Mitteilung der Pressestelle


Nr. 191/2023

Verhandlungstermin am 8. Dezember 2023 in Sachen V ZR 244/22 (9.00 Uhr) und V ZR 33/23 (10.00 Uhr) (Zulässigkeit von

baulichen Veränderungen des Gemeinschaftseigentums

zur Barrierereduzierung)

Der V. Zivilsenat des Bundesgerichtshofs hat auf der Grundlage des im Jahr 2020 reformierten Wohnungseigentumsrechts in zwei Verfahren über die Voraussetzungen und Grenzen baulicher Veränderungen des Gemeinschaftseigentums zu entscheiden, die von einzelnen Wohnungseigentümern als Maßnahmen zur Barrierereduzierung (Errichtung eines Personenaufzugs bzw. Errichtung einer 65 Zentimeter erhöhten Terrasse nebst Zufahrtsrampe) verlangt werden.

§

> _SCHRIFTLICHE AUFGABE_:
Schreibe die Fortsetzung der Pressemitteilung über bauliche Veränderungen zur Barrierereduzierung im Wohnungseigentum, beginnend nach ihrem letzten Satz. Die Datensätze werden hier nicht gebraucht.

> _ENTNOMMENES MATERIAL_:
§

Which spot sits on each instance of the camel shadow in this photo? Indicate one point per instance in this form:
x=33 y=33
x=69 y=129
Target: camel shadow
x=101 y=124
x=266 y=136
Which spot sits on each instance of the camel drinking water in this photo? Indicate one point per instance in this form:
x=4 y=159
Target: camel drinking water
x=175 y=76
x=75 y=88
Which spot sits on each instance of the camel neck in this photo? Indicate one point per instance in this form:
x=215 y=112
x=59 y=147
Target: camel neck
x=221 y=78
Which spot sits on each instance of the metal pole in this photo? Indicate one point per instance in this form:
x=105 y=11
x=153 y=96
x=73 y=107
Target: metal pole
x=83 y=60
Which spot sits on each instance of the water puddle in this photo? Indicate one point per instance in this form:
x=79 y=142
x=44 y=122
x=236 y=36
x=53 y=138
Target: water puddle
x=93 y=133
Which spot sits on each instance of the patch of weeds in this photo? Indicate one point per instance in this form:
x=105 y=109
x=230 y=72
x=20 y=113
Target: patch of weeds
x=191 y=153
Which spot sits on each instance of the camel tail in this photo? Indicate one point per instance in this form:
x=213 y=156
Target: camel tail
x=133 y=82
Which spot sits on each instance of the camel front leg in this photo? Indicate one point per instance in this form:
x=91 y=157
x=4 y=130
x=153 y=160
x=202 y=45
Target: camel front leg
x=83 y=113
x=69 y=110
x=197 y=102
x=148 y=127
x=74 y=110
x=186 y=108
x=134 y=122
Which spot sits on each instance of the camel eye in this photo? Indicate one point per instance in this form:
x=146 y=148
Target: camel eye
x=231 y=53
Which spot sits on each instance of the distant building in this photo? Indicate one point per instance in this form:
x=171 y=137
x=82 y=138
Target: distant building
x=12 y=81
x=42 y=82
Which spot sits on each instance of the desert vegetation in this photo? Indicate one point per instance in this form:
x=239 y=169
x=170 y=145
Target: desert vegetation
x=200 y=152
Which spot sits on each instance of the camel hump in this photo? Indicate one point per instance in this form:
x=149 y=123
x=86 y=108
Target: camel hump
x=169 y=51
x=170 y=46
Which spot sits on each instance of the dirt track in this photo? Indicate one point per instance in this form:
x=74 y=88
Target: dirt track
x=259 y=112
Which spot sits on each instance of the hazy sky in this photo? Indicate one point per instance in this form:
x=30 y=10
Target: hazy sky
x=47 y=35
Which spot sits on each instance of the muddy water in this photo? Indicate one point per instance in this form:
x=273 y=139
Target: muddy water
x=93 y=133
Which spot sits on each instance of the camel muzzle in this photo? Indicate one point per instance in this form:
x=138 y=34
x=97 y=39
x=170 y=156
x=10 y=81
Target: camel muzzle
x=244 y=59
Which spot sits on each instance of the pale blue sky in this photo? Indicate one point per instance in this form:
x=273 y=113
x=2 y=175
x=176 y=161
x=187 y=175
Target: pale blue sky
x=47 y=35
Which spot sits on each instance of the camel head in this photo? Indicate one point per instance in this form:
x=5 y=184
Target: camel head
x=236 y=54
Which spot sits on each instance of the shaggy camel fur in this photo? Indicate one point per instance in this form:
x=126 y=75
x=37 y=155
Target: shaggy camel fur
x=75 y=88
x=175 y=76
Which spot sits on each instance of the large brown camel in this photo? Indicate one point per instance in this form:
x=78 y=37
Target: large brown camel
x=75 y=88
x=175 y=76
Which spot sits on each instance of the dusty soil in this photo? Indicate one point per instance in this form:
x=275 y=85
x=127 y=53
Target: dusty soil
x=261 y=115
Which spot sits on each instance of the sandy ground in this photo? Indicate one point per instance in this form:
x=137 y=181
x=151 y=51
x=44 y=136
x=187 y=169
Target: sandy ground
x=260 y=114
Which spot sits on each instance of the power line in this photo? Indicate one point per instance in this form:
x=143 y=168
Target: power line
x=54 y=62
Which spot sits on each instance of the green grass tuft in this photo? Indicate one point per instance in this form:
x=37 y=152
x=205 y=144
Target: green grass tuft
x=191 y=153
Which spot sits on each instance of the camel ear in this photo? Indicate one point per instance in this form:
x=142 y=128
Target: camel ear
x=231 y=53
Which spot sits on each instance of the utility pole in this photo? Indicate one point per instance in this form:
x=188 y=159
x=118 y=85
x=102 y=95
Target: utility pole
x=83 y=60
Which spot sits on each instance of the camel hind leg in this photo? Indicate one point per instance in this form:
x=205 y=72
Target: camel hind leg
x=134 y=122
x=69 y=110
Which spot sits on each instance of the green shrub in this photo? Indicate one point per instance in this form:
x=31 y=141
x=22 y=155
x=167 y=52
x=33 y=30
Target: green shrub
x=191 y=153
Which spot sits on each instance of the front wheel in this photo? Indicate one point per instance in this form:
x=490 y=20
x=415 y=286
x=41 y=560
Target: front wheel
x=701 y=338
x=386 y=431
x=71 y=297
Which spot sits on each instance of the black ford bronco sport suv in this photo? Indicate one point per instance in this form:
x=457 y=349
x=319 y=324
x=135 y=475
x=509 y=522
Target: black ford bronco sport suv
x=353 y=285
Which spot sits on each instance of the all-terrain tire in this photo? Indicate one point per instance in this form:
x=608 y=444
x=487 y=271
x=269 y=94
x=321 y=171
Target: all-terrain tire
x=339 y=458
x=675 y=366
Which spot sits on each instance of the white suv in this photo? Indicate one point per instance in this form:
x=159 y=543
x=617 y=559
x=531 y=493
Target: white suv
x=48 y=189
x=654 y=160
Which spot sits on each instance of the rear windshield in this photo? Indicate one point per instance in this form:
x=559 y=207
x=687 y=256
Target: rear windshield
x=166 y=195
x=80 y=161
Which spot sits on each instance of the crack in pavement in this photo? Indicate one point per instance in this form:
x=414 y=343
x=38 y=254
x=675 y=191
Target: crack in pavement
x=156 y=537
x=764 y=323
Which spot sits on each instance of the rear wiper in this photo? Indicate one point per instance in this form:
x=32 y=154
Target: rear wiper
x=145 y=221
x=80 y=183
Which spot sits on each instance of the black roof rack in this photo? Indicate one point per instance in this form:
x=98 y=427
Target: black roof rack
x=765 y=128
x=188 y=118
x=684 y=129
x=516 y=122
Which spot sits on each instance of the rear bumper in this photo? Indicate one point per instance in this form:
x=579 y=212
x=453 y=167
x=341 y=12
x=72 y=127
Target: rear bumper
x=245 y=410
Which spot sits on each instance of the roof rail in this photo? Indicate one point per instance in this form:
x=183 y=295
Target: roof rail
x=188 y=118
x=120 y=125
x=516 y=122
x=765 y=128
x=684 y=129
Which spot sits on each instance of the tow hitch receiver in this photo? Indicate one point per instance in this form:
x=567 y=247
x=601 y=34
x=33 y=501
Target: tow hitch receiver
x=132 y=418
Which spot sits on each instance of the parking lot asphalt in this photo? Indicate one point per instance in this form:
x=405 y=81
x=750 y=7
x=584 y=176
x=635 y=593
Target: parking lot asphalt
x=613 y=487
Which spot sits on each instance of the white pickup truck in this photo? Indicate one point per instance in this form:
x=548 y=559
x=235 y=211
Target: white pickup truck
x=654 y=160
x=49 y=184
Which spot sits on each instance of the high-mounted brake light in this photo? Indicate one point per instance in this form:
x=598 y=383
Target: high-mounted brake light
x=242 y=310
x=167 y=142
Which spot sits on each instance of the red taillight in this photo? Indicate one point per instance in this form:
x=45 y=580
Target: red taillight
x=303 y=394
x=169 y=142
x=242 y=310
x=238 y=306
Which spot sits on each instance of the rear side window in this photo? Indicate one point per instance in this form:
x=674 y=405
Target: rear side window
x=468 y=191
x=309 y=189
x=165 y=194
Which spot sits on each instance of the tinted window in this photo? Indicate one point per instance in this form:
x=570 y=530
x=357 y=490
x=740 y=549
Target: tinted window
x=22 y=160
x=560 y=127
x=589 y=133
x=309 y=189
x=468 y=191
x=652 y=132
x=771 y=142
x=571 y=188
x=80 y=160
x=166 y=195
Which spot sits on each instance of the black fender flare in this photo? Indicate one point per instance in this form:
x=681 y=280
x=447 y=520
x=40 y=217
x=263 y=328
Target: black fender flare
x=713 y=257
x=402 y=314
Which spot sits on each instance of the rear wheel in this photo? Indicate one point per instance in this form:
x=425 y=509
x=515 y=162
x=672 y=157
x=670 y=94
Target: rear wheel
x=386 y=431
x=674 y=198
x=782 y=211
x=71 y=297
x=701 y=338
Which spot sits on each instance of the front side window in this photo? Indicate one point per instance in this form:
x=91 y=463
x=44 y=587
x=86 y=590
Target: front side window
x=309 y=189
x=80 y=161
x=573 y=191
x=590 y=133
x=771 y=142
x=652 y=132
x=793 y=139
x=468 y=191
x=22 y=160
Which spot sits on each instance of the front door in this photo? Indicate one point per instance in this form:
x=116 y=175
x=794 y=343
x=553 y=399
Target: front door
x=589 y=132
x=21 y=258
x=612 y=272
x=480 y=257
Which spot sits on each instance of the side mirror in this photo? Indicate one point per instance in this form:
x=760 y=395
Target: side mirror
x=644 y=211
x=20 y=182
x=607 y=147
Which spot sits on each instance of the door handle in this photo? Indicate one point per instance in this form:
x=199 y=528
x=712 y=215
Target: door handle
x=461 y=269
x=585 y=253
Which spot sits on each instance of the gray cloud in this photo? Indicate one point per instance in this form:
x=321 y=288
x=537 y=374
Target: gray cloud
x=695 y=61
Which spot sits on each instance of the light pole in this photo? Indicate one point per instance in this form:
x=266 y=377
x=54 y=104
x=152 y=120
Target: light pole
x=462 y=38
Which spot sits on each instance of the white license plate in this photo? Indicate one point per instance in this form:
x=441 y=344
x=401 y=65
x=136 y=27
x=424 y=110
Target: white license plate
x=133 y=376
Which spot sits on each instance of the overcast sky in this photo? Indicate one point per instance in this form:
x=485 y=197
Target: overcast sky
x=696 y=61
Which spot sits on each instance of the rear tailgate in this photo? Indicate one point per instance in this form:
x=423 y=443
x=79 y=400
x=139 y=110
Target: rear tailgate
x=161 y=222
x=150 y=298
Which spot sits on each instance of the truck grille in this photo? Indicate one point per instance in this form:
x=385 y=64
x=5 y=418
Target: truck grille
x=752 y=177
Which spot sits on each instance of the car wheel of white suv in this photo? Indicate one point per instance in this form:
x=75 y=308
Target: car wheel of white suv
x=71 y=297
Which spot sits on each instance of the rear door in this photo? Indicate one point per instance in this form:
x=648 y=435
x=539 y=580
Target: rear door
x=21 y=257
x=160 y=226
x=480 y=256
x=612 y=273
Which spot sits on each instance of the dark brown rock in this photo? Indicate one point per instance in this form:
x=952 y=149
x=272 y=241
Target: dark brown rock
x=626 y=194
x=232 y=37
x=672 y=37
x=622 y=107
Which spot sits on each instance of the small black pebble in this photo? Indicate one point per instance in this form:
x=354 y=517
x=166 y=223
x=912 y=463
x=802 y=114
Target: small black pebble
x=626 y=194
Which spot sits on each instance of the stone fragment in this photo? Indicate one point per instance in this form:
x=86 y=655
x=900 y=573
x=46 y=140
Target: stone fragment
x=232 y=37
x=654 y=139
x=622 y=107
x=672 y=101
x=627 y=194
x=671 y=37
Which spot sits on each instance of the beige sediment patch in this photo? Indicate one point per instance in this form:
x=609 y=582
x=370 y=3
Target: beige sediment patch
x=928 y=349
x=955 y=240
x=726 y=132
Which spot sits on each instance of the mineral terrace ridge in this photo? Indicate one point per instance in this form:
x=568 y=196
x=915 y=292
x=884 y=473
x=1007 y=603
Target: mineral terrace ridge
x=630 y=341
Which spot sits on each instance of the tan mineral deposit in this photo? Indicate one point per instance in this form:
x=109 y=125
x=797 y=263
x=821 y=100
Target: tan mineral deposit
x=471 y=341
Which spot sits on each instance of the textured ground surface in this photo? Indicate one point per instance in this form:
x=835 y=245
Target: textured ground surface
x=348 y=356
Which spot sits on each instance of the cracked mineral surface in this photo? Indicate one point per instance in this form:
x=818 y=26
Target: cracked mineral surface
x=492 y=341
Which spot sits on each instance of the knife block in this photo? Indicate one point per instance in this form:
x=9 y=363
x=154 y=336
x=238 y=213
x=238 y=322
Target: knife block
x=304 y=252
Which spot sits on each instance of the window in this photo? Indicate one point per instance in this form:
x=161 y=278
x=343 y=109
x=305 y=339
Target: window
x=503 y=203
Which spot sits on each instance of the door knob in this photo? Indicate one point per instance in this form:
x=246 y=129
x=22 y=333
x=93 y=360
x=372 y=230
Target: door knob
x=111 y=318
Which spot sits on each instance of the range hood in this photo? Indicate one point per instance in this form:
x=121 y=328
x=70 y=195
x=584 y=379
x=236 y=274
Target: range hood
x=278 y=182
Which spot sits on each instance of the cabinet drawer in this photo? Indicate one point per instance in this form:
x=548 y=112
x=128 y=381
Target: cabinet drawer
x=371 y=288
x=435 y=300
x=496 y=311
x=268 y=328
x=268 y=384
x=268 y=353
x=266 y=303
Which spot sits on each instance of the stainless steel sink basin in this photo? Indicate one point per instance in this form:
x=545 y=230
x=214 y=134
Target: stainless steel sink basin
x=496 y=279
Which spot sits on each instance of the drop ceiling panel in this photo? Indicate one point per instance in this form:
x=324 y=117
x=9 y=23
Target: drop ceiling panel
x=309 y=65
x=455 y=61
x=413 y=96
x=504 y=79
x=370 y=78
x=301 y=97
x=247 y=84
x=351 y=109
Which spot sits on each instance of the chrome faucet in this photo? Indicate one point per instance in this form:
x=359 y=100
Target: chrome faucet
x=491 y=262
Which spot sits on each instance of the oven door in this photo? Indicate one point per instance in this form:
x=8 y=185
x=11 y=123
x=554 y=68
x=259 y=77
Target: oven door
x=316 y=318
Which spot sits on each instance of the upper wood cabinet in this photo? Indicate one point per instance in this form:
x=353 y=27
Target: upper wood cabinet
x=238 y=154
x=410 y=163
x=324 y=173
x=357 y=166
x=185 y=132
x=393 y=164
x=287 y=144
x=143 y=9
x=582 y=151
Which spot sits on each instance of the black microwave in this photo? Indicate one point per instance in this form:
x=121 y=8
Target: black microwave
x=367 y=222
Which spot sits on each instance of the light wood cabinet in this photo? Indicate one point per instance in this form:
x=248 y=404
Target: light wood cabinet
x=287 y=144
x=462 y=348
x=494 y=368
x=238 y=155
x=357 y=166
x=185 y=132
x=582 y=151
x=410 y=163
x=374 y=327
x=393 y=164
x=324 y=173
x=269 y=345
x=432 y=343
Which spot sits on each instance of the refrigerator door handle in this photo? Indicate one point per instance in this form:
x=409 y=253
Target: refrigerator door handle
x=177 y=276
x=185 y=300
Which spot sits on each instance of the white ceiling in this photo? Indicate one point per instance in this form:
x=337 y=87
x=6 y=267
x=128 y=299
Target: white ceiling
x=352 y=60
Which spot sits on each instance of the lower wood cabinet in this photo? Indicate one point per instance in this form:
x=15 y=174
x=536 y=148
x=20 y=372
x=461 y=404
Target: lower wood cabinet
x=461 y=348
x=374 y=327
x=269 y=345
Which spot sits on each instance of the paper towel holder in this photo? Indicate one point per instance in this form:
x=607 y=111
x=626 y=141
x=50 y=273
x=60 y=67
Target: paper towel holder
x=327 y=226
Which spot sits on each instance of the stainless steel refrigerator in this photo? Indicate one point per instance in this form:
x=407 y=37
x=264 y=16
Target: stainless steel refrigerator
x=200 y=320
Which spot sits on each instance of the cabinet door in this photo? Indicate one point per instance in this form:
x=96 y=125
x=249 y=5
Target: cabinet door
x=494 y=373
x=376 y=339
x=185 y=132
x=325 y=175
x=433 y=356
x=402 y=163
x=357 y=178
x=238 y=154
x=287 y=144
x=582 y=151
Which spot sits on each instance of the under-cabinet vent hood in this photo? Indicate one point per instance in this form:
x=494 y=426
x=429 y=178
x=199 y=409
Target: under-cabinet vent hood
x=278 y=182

§

> _ERGEBNIS DER AUFGABE_:
Sachverhalt und bisheriger Prozessverlauf im Verfahren V ZR 244/22

Die Kläger sind Mitglieder der beklagten Gemeinschaft der Wohnungseigentümer. Die Anlage besteht aus zwei zwischen 1911 und 1912 im Jugendstil errichteten Wohnhäusern und steht unter Denkmalschutz. Das Vorderhaus erhielt im Jahr 1983 den Fassadenpreis der Stadt München. Die Wohneinheiten der Kläger befinden sich im dritten und vierten Obergeschoss des Hinterhauses (ehemaliges "Gesindehaus"), bei dem die Fassade und das enge Treppenhaus im Vergleich zum Vorderhaus eher schlicht gehalten sind. Ein Personenaufzug ist nur für das Vorderhaus vorhanden. In der Eigentümerversammlung vom 26. Juli 2021 wurde unter anderem ein Antrag der nicht körperlich behinderten Kläger abgelehnt, ihnen auf eigene Kosten die Errichtung eines Außenaufzugs am Treppenhaus des Hinterhauses als Zugang für Menschen mit Behinderungen zu gestatten. Mit der Beschlussersetzungsklage wollen die Kläger erreichen, dass die Errichtung des Personenaufzugs dem Grunde nach beschlossen ist.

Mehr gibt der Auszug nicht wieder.